What is expected: Pick out each line below that contains the word "road", and copy those lines.

Input for this task:
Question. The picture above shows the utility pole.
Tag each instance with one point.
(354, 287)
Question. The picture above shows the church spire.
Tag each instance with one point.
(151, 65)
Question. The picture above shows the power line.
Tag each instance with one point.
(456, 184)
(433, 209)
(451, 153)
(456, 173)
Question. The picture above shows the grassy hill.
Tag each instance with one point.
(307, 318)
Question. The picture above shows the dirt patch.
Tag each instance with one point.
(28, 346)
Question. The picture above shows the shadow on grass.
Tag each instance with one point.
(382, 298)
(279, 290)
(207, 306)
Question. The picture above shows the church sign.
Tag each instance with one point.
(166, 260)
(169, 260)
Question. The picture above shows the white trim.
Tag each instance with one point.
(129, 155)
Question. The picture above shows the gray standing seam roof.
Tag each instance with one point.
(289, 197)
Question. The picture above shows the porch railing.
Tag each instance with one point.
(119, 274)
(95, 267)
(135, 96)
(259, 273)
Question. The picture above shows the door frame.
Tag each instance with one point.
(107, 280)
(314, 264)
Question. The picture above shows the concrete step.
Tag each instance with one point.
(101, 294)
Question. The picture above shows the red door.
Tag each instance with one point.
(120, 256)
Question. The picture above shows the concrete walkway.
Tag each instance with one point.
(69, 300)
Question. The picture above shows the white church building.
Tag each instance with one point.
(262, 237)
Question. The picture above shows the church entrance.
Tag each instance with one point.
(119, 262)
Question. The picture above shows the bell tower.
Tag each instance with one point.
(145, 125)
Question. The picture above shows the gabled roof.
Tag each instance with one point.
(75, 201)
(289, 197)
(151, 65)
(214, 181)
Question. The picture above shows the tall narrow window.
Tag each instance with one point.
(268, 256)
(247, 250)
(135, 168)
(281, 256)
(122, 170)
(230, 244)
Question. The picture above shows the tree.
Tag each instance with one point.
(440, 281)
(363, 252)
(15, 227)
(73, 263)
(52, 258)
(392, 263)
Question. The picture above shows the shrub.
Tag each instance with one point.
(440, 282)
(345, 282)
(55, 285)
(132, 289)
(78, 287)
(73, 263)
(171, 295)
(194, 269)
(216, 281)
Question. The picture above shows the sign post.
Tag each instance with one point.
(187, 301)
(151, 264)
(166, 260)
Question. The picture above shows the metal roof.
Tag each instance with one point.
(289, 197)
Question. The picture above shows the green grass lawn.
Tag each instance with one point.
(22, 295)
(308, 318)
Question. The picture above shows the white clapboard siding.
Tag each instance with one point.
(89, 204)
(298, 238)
==
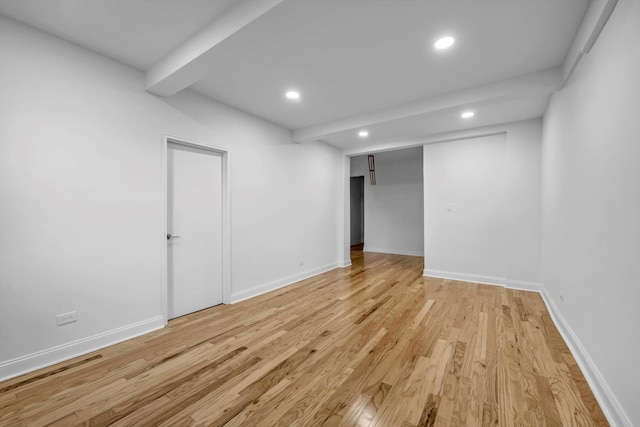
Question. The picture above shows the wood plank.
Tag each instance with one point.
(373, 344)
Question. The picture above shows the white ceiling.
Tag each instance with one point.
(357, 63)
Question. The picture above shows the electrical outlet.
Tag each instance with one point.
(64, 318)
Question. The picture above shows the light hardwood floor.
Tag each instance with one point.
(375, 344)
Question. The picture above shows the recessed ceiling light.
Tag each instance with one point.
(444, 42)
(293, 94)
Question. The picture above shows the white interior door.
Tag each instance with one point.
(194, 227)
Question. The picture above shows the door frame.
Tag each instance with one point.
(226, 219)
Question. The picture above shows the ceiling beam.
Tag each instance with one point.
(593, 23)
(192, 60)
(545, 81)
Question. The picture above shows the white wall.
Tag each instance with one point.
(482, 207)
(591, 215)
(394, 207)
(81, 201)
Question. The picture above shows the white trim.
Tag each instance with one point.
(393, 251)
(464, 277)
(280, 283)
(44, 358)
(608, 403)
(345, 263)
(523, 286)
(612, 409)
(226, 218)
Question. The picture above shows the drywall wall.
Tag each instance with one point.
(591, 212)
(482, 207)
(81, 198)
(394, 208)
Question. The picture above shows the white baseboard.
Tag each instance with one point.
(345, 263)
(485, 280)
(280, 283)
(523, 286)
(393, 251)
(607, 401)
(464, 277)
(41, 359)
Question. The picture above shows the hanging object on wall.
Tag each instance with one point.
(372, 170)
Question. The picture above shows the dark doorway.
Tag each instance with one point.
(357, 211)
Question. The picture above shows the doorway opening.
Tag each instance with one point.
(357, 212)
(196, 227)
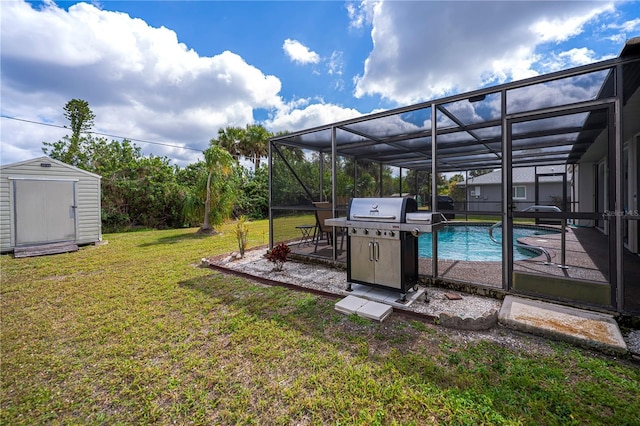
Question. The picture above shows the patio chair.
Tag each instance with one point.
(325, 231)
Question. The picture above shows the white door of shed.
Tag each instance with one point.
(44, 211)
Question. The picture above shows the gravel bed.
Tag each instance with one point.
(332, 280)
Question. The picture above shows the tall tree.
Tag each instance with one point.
==
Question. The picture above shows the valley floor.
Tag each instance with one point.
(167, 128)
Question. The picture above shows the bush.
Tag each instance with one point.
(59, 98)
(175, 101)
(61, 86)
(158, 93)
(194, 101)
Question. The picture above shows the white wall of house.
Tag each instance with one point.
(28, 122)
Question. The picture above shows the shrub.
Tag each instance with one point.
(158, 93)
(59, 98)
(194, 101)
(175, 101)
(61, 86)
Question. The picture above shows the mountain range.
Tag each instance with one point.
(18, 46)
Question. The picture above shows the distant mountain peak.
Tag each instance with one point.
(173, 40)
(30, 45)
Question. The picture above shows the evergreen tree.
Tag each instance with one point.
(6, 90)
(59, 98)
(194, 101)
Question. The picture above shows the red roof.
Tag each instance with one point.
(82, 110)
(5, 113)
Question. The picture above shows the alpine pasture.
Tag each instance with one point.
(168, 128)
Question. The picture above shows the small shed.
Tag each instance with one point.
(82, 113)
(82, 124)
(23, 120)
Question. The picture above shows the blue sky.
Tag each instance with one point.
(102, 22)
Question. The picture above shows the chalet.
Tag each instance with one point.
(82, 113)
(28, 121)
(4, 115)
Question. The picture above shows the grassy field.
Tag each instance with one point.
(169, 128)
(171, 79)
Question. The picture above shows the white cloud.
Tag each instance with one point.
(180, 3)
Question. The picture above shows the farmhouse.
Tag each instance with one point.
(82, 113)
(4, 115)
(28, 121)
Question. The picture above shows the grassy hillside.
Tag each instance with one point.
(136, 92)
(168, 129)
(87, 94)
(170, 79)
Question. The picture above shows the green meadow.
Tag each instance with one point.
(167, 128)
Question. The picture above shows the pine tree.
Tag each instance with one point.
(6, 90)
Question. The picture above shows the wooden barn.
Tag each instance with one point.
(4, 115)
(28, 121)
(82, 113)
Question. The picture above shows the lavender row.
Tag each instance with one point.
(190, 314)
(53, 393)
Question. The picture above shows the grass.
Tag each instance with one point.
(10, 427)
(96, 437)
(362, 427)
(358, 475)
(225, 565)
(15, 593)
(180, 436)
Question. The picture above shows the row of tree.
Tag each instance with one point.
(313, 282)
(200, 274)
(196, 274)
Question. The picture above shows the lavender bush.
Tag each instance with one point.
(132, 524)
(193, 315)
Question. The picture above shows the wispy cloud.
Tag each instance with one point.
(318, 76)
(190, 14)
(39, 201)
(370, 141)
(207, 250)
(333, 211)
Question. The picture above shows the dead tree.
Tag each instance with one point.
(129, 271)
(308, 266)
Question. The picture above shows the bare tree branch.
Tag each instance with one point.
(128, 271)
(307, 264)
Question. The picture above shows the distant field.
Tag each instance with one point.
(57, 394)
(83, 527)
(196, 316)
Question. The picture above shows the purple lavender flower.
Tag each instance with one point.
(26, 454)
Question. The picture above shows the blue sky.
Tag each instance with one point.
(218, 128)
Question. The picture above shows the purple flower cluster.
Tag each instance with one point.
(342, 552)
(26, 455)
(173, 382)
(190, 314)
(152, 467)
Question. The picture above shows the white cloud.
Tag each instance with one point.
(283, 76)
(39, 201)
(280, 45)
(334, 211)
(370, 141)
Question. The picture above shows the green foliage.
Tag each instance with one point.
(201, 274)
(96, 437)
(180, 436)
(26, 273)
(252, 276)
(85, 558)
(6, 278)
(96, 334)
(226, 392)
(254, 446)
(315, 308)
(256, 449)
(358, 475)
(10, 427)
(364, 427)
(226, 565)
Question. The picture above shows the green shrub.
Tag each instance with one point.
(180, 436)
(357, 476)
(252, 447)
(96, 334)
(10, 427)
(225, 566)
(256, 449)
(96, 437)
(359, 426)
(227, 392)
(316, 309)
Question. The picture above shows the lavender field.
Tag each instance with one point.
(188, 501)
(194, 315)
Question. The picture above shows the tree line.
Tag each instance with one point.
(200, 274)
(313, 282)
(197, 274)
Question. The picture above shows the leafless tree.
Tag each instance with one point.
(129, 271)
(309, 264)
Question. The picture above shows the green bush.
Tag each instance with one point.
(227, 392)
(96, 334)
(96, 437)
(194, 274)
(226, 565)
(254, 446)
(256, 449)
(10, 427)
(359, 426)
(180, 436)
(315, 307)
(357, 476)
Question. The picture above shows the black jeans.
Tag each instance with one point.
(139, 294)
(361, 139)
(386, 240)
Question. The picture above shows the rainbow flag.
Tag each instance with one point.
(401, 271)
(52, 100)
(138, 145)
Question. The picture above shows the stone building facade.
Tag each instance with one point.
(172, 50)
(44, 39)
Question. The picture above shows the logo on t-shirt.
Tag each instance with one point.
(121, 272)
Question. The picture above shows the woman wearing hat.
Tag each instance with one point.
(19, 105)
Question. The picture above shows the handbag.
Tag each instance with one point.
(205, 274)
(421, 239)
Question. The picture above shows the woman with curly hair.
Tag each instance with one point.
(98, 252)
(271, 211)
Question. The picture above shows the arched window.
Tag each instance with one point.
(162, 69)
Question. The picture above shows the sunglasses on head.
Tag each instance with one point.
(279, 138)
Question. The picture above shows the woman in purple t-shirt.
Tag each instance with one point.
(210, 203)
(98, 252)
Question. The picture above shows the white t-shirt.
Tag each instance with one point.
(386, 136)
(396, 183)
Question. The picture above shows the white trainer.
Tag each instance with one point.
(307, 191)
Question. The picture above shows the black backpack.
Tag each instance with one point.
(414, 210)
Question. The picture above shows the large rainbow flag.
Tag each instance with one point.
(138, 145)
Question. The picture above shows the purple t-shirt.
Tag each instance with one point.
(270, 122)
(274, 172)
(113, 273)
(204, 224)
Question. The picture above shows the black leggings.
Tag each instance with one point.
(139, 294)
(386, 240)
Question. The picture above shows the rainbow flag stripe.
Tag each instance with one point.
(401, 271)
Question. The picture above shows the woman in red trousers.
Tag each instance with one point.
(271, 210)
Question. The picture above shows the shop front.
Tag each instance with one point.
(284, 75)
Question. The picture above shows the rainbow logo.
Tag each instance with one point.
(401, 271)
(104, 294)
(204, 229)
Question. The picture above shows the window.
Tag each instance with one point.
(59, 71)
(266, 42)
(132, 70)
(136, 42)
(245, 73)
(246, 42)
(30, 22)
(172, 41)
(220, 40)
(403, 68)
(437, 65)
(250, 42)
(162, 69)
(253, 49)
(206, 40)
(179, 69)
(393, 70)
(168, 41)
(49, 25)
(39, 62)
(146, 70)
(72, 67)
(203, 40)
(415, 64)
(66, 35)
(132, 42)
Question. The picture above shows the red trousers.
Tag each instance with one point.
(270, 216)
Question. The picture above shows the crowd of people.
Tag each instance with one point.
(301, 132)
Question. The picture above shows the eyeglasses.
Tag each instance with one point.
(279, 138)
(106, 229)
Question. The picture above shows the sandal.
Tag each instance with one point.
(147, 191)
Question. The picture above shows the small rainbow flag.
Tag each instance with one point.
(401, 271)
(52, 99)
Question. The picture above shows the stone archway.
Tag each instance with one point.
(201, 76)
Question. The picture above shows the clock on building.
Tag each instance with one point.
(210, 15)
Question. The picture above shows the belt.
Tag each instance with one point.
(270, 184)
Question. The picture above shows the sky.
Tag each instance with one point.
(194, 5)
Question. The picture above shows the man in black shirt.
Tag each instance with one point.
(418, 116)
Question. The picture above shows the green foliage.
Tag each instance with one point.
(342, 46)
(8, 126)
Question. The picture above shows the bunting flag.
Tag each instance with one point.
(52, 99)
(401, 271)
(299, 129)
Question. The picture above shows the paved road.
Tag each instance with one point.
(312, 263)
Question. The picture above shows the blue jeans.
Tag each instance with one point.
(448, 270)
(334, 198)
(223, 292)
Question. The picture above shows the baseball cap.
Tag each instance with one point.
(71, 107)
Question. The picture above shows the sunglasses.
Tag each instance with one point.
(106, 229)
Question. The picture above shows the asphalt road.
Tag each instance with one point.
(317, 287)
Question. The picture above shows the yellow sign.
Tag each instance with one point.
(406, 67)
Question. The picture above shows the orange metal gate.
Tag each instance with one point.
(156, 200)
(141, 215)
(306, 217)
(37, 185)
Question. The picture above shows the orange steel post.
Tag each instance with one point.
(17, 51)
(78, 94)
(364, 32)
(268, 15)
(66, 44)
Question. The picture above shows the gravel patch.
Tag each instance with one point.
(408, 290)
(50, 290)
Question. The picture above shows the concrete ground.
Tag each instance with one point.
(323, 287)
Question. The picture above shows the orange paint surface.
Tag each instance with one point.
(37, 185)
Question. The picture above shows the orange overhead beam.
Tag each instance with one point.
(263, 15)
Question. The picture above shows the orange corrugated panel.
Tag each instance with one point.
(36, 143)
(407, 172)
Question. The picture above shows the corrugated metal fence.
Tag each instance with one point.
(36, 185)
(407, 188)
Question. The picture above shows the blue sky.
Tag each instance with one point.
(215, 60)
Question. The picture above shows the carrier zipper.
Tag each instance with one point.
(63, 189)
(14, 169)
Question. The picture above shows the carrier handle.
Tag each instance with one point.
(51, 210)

Exercise output:
Question. The picture above shows the paved road.
Question. The picture above shows the asphalt road.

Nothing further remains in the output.